— start —

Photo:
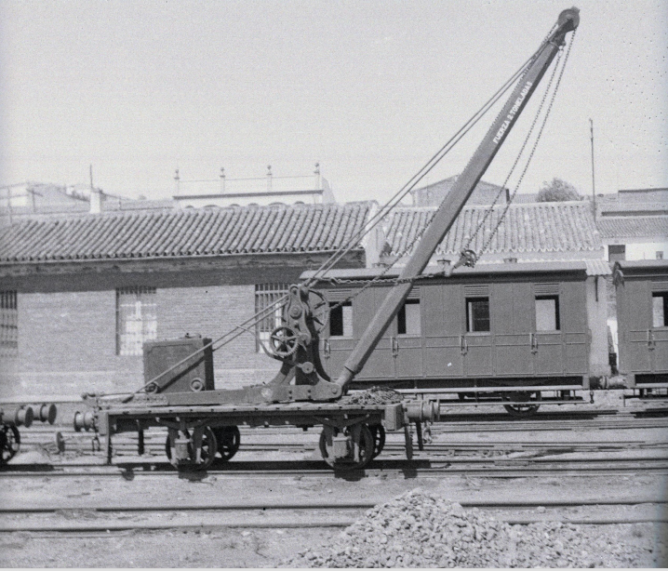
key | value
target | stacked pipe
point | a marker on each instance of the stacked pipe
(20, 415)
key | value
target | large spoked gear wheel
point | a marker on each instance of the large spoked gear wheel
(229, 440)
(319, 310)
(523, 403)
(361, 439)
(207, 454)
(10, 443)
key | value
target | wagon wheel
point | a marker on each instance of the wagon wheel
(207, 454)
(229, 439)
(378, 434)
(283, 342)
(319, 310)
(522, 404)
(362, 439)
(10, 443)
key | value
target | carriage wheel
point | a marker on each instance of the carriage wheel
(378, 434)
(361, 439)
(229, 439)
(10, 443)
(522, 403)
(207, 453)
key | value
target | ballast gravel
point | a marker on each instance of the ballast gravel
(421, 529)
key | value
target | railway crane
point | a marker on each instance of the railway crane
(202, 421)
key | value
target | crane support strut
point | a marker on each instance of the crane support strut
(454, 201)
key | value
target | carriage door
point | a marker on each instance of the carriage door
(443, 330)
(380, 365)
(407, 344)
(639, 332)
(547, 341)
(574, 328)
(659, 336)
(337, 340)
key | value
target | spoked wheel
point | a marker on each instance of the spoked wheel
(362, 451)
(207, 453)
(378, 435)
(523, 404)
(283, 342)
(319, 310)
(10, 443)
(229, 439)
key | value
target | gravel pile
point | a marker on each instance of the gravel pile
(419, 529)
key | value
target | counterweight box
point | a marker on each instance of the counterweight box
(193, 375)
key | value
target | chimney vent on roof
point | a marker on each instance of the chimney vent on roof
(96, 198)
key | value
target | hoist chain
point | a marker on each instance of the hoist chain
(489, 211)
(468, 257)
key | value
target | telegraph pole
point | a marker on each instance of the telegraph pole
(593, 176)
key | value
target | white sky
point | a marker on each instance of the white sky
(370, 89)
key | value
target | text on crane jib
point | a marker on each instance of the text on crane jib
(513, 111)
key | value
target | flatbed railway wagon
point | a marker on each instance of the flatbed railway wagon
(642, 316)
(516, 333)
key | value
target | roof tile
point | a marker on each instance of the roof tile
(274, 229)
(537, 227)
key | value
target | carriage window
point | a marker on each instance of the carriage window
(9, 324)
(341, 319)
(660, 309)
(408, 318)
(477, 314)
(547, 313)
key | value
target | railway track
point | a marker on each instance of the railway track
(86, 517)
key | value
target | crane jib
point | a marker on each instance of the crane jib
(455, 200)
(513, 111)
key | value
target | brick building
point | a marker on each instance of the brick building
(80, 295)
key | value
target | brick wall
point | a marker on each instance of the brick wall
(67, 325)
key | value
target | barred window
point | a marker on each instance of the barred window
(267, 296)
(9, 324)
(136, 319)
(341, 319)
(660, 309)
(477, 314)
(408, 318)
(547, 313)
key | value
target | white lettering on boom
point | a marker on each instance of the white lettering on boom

— end —
— start —

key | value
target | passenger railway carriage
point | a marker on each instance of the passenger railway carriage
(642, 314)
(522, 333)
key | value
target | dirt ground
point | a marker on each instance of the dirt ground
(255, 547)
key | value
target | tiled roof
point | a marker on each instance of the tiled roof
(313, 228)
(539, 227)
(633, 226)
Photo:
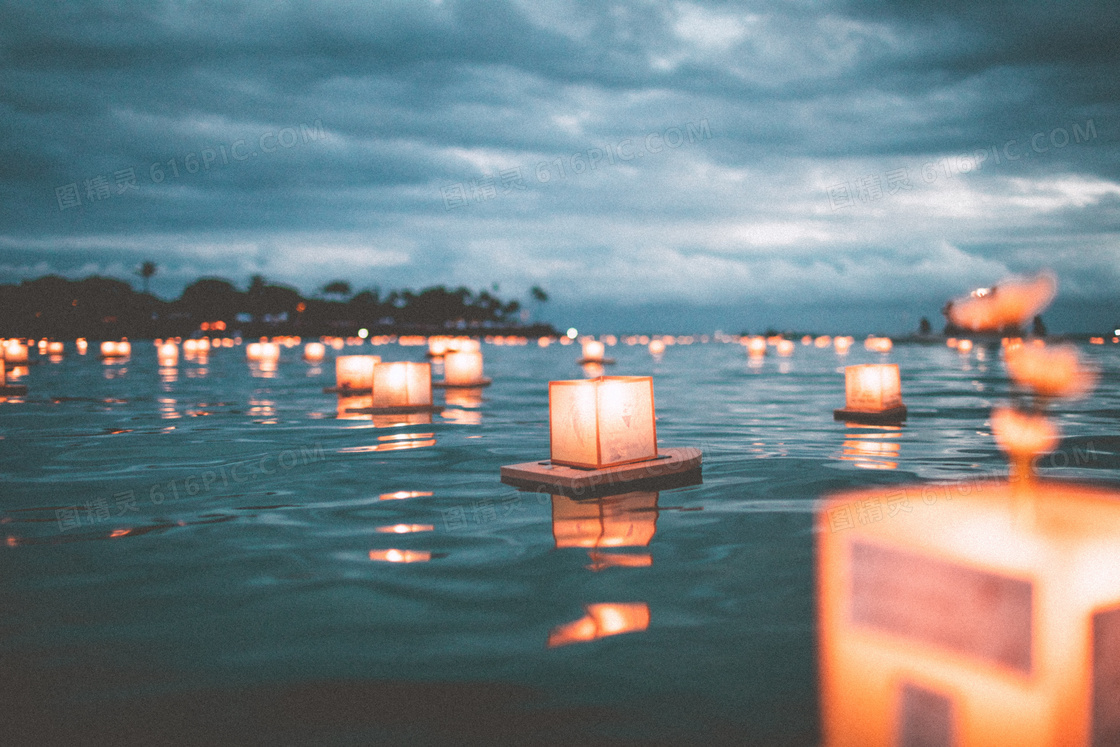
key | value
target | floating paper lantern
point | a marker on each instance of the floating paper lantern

— end —

● What is required:
From the material above, collect every line that contains the word "spoked".

● Task solution:
target | large spoked gear wheel
point | a marker on each instance of the large spoked gear wheel
target | spoked wheel
point | a marker on each instance of the spoked wheel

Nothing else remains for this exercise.